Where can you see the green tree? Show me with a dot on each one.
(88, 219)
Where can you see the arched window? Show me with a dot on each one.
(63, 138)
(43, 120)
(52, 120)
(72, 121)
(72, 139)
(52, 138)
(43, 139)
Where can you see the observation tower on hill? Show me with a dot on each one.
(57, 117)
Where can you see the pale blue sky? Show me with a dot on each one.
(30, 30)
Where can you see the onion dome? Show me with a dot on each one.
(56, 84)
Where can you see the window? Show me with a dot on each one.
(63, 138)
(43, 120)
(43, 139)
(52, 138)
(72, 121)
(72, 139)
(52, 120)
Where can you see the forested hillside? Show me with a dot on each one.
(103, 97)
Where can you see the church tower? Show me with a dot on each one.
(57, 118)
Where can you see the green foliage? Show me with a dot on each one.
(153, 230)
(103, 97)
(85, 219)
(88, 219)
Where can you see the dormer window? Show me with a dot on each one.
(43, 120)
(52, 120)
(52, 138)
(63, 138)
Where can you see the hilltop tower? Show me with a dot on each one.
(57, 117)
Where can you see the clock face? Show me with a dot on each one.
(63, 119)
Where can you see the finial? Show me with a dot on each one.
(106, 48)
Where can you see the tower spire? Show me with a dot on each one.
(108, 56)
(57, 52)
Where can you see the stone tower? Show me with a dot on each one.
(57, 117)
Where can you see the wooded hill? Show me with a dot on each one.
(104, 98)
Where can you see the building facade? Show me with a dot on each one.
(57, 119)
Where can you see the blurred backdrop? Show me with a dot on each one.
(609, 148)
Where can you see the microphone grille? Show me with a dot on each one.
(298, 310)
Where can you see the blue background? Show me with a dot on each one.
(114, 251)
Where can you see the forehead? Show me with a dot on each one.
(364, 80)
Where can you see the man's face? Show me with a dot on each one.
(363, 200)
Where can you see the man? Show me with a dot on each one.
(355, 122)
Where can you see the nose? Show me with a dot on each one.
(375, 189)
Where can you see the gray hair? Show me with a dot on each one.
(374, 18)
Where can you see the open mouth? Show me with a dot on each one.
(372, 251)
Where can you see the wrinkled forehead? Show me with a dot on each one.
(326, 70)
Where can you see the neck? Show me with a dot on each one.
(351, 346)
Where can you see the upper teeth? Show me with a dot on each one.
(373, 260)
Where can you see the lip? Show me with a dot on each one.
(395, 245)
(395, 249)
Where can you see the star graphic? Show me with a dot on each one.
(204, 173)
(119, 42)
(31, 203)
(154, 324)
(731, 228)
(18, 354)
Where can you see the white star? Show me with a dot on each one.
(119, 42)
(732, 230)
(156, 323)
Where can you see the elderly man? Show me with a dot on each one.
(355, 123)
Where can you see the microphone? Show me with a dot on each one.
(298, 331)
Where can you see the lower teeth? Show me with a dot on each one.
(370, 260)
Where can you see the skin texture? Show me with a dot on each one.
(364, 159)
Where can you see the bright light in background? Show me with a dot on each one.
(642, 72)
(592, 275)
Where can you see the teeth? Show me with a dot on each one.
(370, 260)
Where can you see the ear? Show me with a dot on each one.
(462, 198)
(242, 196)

--

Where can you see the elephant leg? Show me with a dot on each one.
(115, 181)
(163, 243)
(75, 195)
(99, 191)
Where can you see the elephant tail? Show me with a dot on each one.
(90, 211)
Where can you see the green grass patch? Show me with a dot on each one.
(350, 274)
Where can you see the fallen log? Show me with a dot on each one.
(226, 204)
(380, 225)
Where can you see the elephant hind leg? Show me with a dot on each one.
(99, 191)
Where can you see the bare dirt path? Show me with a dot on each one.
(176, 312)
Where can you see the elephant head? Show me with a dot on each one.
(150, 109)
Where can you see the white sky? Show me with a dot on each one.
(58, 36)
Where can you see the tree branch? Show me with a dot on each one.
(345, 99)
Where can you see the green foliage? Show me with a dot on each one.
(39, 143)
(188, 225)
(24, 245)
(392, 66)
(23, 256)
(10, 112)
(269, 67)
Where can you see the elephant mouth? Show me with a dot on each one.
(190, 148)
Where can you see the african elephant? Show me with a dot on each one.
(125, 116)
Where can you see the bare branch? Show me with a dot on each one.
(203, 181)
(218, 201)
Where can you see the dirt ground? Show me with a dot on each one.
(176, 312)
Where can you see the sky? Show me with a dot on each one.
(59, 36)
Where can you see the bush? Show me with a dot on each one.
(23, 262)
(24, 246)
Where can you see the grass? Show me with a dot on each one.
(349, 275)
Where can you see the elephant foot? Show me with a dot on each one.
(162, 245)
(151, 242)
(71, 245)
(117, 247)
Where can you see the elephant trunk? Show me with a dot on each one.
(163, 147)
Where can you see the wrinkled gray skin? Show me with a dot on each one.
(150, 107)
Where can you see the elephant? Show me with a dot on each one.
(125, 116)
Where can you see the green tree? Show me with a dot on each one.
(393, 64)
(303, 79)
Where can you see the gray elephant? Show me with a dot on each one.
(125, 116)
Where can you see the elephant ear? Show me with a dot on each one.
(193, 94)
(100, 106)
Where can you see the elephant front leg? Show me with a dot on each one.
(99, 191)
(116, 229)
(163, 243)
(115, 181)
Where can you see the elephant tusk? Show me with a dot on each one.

__Written instruction__: State how many lines in the material above contain the string "skin", with case counting, and give only that number.

__Result below__: 2